## [WHAT TO DO]
Copy out everything from the line containing "Spot the dark" down to the line containing "[(221, 180), (312, 191), (68, 155)]" in the records below, swapping "reminder" for "note" and leaving all else the same.

## START STORED RECORDS

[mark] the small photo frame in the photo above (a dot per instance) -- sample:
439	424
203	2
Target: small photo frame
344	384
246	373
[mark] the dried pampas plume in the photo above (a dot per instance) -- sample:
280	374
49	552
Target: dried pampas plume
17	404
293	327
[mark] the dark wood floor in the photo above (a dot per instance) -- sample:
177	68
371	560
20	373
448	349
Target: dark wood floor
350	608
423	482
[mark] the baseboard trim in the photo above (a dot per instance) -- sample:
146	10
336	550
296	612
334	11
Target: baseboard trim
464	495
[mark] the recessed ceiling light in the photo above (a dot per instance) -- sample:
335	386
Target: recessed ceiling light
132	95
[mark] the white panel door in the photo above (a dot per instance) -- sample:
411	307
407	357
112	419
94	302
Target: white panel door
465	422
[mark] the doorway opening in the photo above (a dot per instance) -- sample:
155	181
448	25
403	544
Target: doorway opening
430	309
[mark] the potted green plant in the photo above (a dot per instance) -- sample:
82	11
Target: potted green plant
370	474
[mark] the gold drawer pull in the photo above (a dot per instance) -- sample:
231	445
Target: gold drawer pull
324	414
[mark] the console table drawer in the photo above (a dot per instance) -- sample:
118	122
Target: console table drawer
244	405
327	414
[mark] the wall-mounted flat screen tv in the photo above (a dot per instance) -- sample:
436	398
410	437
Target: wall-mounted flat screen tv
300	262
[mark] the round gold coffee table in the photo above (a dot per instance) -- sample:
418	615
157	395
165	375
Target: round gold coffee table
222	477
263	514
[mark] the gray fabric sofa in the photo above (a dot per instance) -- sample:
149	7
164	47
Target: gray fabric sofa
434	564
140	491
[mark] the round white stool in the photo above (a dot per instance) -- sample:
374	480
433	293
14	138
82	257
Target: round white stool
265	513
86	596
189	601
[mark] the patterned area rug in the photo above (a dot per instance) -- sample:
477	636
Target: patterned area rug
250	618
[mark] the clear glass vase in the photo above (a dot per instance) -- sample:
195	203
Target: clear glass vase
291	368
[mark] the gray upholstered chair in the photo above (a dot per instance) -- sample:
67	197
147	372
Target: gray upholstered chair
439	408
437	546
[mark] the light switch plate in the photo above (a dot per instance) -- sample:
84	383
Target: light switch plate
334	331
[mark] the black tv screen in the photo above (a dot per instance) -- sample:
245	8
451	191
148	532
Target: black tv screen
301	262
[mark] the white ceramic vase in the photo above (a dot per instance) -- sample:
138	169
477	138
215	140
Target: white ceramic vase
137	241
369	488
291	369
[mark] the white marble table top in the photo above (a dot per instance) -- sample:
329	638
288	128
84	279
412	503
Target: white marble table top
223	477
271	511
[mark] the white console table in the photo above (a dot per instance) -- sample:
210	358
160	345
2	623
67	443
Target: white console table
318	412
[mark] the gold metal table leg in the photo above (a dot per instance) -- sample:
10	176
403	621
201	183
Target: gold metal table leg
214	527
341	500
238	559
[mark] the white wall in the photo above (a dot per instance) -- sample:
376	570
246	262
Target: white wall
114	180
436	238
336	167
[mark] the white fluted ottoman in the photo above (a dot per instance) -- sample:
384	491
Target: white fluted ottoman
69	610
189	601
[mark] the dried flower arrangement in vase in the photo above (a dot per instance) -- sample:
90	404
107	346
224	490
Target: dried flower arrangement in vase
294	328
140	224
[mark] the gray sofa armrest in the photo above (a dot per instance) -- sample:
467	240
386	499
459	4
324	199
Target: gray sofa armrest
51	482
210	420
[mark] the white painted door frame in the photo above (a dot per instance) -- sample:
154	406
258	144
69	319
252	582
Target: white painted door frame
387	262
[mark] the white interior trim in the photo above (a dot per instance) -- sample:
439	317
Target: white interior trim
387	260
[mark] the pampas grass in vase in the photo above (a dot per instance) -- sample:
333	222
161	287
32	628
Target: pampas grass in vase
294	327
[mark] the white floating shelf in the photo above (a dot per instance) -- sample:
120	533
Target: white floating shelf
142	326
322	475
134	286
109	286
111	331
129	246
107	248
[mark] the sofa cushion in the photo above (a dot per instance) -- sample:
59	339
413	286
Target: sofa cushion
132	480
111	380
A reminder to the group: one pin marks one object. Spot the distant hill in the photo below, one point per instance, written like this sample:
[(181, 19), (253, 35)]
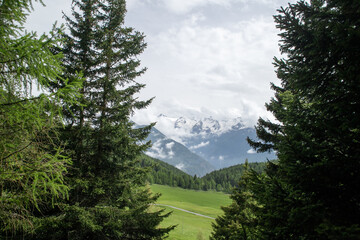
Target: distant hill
[(222, 143), (176, 154), (227, 178), (220, 180)]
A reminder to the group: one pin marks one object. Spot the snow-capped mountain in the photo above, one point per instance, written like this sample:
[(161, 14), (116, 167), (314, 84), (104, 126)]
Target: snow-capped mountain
[(176, 154), (207, 126), (222, 143)]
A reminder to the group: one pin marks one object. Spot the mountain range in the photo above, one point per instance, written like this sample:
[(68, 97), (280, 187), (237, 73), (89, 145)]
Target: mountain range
[(199, 146)]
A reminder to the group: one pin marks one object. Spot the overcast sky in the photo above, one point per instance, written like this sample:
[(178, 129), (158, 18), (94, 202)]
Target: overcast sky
[(204, 57)]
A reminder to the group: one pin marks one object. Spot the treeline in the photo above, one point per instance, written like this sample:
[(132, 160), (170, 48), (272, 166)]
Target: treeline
[(312, 191), (221, 180), (68, 156)]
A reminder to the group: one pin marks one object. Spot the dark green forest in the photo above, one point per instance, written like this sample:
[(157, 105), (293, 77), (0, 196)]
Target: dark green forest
[(311, 191), (72, 163), (223, 180), (69, 166)]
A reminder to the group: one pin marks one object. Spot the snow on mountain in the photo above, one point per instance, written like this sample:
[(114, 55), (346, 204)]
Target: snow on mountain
[(176, 154), (222, 143), (182, 128)]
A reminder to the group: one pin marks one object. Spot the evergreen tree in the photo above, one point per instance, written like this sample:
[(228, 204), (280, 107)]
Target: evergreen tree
[(32, 163), (108, 198), (311, 193)]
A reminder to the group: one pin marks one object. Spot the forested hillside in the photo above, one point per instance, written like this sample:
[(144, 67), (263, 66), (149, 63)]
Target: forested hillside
[(221, 180), (312, 191), (68, 155)]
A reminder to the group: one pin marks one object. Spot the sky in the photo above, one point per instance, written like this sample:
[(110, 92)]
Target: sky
[(204, 57)]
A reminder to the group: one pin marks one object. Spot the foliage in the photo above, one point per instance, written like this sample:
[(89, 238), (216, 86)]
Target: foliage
[(190, 226), (107, 199), (223, 180), (311, 193), (32, 163), (239, 220)]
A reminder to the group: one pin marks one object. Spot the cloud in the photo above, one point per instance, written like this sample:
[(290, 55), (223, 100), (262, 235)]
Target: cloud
[(251, 151), (180, 166), (185, 6), (212, 68), (200, 145), (170, 145)]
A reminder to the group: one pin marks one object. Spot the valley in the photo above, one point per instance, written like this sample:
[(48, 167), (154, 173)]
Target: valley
[(200, 146), (190, 226)]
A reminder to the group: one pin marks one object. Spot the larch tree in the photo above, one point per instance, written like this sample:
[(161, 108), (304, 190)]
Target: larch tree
[(32, 162), (108, 198)]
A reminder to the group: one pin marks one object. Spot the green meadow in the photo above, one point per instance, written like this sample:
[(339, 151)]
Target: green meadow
[(190, 226)]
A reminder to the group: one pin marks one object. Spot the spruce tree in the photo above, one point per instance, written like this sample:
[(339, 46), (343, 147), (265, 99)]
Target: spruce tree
[(239, 220), (32, 162), (311, 193), (108, 197)]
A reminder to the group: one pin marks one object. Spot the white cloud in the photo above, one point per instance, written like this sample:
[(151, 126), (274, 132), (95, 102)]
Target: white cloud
[(180, 166), (213, 69), (170, 145), (202, 144), (251, 151), (184, 6)]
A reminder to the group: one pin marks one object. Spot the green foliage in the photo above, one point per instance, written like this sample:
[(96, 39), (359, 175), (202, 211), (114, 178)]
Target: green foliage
[(239, 220), (107, 199), (311, 193), (228, 178), (190, 226), (32, 163), (223, 180)]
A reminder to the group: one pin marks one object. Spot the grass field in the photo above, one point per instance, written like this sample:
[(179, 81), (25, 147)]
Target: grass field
[(190, 226)]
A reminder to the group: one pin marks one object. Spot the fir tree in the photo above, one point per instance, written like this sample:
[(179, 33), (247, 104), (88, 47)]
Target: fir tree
[(32, 162), (239, 220), (312, 192), (108, 199)]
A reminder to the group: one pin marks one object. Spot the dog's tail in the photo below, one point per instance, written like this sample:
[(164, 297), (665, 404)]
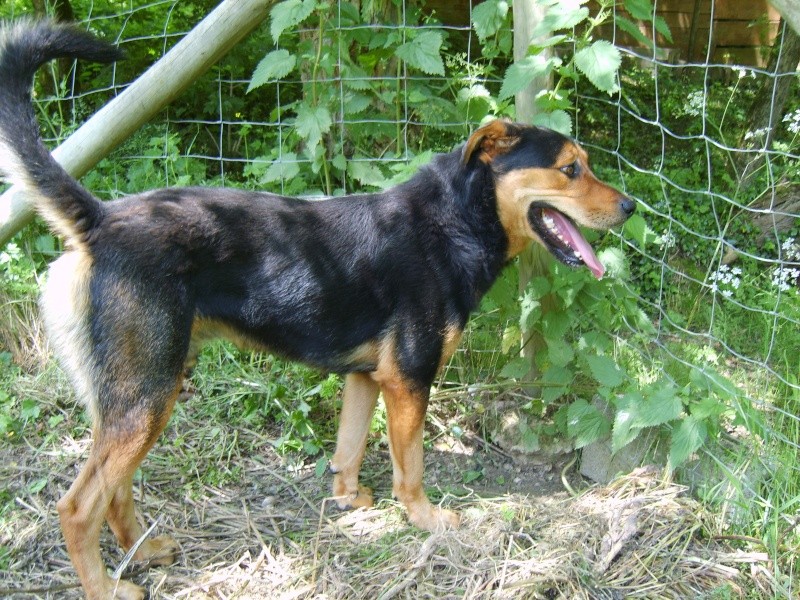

## END STORED RECORDS

## [OUTPUT BELOW]
A note to the group: one pin marks one object. Spot the dark green forest in the photo above, one point per instance, written like this sample:
[(157, 105), (293, 77), (0, 196)]
Target: dark green forest
[(311, 191), (72, 163), (223, 180), (69, 166)]
A note to the group: one pin marks one object. Spot the snow on mountain in the photo above, one point per instance, written like this sample:
[(114, 55), (346, 204)]
Target: snow on mountain
[(176, 154), (222, 143), (182, 128)]
A note to the group: one pin marks one object. Spot the evergreen tree in the photo above, one point per instance, written like this sample:
[(228, 204), (280, 107)]
Target: evergreen tree
[(32, 163), (108, 198), (311, 193)]
A note to the group: one pin marks one object. Spot the forested hillside in the photo above, one point per instance, written like this sample:
[(144, 67), (263, 66), (149, 63)]
Target: forested hillside
[(221, 180), (312, 191), (68, 155)]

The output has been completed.